| Action item |
Only the lines that include "tail" should be copied from the data below.

| Source data |
□ □ □ □ □ □ □

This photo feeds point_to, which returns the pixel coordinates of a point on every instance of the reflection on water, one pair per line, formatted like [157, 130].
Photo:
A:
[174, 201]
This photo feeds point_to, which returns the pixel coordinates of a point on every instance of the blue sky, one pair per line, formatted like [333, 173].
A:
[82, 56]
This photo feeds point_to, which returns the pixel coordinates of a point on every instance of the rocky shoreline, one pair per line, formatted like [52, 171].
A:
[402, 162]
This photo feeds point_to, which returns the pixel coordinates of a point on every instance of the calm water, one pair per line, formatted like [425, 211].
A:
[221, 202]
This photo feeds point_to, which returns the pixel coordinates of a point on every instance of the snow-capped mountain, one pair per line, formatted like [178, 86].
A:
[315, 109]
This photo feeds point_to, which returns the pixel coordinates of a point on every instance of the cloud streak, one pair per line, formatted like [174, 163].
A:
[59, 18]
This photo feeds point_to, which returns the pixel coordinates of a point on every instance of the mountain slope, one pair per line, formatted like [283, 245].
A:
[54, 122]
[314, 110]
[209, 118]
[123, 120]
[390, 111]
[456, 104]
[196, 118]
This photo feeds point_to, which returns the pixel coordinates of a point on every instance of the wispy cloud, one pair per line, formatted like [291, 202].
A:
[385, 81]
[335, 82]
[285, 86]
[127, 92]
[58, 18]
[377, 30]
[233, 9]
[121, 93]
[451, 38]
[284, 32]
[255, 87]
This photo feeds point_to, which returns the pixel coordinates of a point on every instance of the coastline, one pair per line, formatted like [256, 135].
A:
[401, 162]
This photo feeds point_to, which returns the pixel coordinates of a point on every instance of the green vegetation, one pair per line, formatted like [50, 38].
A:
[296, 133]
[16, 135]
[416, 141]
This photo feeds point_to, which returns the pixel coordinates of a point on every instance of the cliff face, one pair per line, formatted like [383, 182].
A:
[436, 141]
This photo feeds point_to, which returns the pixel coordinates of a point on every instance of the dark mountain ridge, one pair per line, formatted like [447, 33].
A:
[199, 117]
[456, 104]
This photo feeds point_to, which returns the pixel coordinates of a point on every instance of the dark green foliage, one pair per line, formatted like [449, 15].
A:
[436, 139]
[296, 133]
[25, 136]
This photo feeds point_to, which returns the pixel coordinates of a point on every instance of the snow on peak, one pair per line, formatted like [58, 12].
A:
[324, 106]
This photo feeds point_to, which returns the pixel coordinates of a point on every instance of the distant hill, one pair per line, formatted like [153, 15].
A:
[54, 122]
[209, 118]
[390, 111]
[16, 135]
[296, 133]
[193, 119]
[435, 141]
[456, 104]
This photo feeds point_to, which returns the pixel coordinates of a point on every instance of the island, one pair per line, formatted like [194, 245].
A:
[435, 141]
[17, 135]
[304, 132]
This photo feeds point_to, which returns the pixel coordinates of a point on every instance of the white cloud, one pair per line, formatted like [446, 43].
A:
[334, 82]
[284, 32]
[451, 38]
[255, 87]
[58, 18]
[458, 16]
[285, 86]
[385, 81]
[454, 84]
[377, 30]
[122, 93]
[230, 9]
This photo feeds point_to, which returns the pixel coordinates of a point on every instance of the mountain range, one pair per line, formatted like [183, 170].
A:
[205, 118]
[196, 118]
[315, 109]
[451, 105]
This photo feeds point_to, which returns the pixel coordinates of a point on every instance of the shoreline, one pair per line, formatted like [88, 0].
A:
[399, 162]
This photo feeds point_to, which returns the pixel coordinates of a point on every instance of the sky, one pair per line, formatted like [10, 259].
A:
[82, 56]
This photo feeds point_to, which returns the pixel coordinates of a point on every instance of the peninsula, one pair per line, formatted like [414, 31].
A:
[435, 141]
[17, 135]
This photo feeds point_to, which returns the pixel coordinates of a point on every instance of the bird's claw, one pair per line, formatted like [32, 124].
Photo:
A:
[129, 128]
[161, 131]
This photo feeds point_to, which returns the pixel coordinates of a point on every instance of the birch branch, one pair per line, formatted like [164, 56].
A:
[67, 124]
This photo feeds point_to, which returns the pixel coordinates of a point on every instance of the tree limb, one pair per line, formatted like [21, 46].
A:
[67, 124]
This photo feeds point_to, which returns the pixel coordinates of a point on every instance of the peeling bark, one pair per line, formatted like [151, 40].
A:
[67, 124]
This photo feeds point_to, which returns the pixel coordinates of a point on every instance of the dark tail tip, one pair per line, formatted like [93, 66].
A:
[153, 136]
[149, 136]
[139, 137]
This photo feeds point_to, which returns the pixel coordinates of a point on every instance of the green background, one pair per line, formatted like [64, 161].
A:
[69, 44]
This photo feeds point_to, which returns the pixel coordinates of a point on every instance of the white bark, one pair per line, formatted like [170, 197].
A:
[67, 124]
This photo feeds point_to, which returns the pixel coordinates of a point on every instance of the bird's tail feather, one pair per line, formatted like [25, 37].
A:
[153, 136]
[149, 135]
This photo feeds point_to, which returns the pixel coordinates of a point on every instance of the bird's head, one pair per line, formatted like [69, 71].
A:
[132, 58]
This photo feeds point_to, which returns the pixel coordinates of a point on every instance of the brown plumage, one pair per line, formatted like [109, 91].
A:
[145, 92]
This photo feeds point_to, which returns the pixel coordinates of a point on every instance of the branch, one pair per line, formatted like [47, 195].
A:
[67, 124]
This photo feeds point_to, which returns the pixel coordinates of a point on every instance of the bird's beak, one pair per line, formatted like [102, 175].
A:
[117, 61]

□ □ □ □ □ □ □

| Task answer |
This photo feeds point_to, which returns the pixel coordinates of a point on every instance of the dark tail tip, one pair per line, formatted like [93, 66].
This photo feeds point_to, which returns the pixel coordinates of a point on every instance of the bird's tail feather, one pair per line, formatted like [25, 37].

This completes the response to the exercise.